■ **TEXT SHOWN**
— Begin —
Envoy at Scale with Gloo Edge

Denis Jannot | April 02, 2021

Gloo Edge is our Kubernetes-native API gateway based on the open source Envoy Proxy. It provides authentication (using OAuth, JWT, API keys, and JWT), authorization (with OPA or custom approaches), a web application firewall (WAF – based on ModSecurity), function discovery (OpenAPI-based and AWS Lambda), and advanced transformations.

One of the first question our customers are generally asking us is how many instances of Envoy (the gateway-proxy Pod in Gloo Edge) are needed for their use case. We generally answer that they need two instances to get high availability, but that it is very rare that someone needs to deploy more instances for performance reasons. In this blog post series, we’re going to perform benchmarks to provide more accurate data.
— End —
■ **OBJECTIVES**
[a] In the Gloo Edge post, copy word for word the passage between "Envoy at Scale" and "more accurate data.", inclusive.
[b] According to the Gloo Edge post, how many Envoy instances do customers generally need for high availability?
[c] Write what comes next in the post about running Envoy at scale with Gloo Edge, picking up after its final sentence.

■ **SUPPLIED ENTRIES**
— Begin —
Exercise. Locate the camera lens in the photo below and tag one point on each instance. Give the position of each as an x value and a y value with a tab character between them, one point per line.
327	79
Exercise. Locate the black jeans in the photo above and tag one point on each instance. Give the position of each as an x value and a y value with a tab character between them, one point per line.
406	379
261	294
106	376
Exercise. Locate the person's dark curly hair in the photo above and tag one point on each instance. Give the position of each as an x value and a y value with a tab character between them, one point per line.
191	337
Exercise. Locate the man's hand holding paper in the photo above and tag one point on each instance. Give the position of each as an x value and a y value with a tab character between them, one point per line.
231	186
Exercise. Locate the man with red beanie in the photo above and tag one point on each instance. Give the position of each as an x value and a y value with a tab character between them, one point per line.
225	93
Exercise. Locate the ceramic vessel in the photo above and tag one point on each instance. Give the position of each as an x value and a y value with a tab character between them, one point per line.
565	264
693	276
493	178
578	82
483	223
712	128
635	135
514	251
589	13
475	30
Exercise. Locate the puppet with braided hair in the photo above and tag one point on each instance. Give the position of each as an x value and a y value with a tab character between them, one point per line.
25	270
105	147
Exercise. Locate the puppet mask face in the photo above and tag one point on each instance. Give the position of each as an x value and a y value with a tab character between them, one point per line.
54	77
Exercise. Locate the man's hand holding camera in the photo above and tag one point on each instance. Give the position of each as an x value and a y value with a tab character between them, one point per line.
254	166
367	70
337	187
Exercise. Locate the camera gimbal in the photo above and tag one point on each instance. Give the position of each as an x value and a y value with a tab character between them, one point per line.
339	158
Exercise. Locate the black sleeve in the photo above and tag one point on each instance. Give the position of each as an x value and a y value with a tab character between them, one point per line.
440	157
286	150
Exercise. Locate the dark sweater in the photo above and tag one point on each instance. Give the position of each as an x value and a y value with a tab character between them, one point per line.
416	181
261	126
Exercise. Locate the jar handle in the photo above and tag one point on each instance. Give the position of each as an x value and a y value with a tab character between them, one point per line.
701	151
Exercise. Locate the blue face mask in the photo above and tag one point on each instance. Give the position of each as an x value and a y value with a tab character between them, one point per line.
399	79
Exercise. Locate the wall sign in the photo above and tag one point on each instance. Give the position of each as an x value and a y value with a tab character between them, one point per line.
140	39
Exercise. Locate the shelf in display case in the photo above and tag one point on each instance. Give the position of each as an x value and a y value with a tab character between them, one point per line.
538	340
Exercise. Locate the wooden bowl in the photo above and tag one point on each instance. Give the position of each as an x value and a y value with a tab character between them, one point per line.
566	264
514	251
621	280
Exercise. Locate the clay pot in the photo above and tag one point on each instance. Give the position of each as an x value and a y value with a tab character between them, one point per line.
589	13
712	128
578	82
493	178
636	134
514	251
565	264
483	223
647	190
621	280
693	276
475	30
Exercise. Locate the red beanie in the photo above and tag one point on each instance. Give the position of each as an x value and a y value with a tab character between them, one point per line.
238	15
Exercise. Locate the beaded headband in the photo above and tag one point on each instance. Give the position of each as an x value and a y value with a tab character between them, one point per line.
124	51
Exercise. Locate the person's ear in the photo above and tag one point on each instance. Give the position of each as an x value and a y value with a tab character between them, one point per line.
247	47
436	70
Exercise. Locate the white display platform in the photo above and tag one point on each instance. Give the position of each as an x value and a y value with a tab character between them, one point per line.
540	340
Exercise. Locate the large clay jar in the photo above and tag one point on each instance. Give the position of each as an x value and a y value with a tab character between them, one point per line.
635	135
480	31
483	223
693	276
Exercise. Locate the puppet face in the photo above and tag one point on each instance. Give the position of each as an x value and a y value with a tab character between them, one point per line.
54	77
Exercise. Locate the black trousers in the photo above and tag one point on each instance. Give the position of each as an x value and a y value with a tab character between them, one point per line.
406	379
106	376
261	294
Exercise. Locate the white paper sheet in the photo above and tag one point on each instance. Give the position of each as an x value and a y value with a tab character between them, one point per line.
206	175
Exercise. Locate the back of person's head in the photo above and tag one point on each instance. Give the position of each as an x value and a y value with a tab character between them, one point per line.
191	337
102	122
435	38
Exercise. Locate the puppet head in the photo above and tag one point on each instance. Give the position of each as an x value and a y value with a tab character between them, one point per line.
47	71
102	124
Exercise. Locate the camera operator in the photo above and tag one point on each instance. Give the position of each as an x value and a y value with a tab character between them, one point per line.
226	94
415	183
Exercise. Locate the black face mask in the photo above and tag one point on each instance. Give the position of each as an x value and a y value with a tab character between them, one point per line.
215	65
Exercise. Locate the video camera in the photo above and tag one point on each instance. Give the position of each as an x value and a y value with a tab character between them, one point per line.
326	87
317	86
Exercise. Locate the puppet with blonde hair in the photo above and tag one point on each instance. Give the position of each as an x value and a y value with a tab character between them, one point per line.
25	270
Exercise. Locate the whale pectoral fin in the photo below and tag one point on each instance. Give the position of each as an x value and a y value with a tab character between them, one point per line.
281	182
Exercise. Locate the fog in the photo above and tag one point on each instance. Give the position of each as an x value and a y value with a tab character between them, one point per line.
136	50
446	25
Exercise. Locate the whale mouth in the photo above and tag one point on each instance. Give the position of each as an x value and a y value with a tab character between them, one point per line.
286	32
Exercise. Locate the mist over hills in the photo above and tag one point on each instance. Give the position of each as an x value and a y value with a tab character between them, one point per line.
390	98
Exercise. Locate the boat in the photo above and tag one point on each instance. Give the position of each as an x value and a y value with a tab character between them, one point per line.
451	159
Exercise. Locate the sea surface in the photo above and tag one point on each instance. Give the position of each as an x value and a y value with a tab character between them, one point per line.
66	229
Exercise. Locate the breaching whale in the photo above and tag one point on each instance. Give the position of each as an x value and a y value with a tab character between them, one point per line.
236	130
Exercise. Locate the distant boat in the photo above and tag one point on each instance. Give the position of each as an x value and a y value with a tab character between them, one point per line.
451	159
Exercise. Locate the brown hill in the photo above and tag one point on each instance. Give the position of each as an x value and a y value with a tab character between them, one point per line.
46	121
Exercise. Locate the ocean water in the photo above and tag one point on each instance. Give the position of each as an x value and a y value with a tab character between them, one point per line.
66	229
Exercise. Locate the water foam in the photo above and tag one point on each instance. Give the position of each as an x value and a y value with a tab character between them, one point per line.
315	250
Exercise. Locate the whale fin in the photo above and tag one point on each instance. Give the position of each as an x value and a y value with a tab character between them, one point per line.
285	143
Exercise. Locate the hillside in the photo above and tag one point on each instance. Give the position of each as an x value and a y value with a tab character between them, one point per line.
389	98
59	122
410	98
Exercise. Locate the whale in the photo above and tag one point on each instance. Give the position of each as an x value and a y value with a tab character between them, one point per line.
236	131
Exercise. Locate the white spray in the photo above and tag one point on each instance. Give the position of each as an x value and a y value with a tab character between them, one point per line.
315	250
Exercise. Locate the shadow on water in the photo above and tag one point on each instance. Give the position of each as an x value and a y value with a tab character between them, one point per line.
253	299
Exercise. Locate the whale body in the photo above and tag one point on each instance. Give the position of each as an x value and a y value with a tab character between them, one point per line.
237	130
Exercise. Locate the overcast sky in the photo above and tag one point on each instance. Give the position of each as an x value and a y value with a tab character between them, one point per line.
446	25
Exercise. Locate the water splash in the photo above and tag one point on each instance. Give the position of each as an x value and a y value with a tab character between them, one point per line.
— End —
■ **FINAL RESULTS**
[a]
Envoy at Scale with Gloo Edge

Denis Jannot | April 02, 2021

Gloo Edge is our Kubernetes-native API gateway based on the open source Envoy Proxy. It provides authentication (using OAuth, JWT, API keys, and JWT), authorization (with OPA or custom approaches), a web application firewall (WAF – based on ModSecurity), function discovery (OpenAPI-based and AWS Lambda), and advanced transformations.

One of the first question our customers are generally asking us is how many instances of Envoy (the gateway-proxy Pod in Gloo Edge) are needed for their use case. We generally answer that they need two instances to get high availability, but that it is very rare that someone needs to deploy more instances for performance reasons. In this blog post series, we’re going to perform benchmarks to provide more accurate data.

[b] Two instances.

[c]
We’ll start in this blog post by benchmarking Gloo Edge without any filters, only basic HTTP requests. In the next post, we’ll show the impact of enabling different security features like HTTPS, JSON Web Tokens (JWT), API keys, and a WAF. Finally, we’ll write a blog post about benchmarking WebAssembly (Wasm.)

Test environment

To perform my tests, we will deploy KinD in a VirtualMachine on Google Cloud (GCP.) We know that CPU should be bottleneck, so we will use a `n1-highcpu-96` instance type. You can find more information about this instance type in the table below:

First let’s deploy a Kubernetes cluster on this virtual machine (VM) and Gloo Edge on this cluster. We will use only one Envoy instance and to scale it only if we aren’t able to use all the CPUs. We will do our first tests using the httpbin Docker image for the backend (Upstreams), but we are getting some 5xx errors (between 0.1 and 0.2%) and after some investigation we see that the errors were caused by the httpbin Pods. Scaling the number of Pods didn’t have any effect. So, we will try with the echoenv Docker image that we used in the Istio at Scale talk because we know this image is well optimized. After that, we won’t see another error during all our tests.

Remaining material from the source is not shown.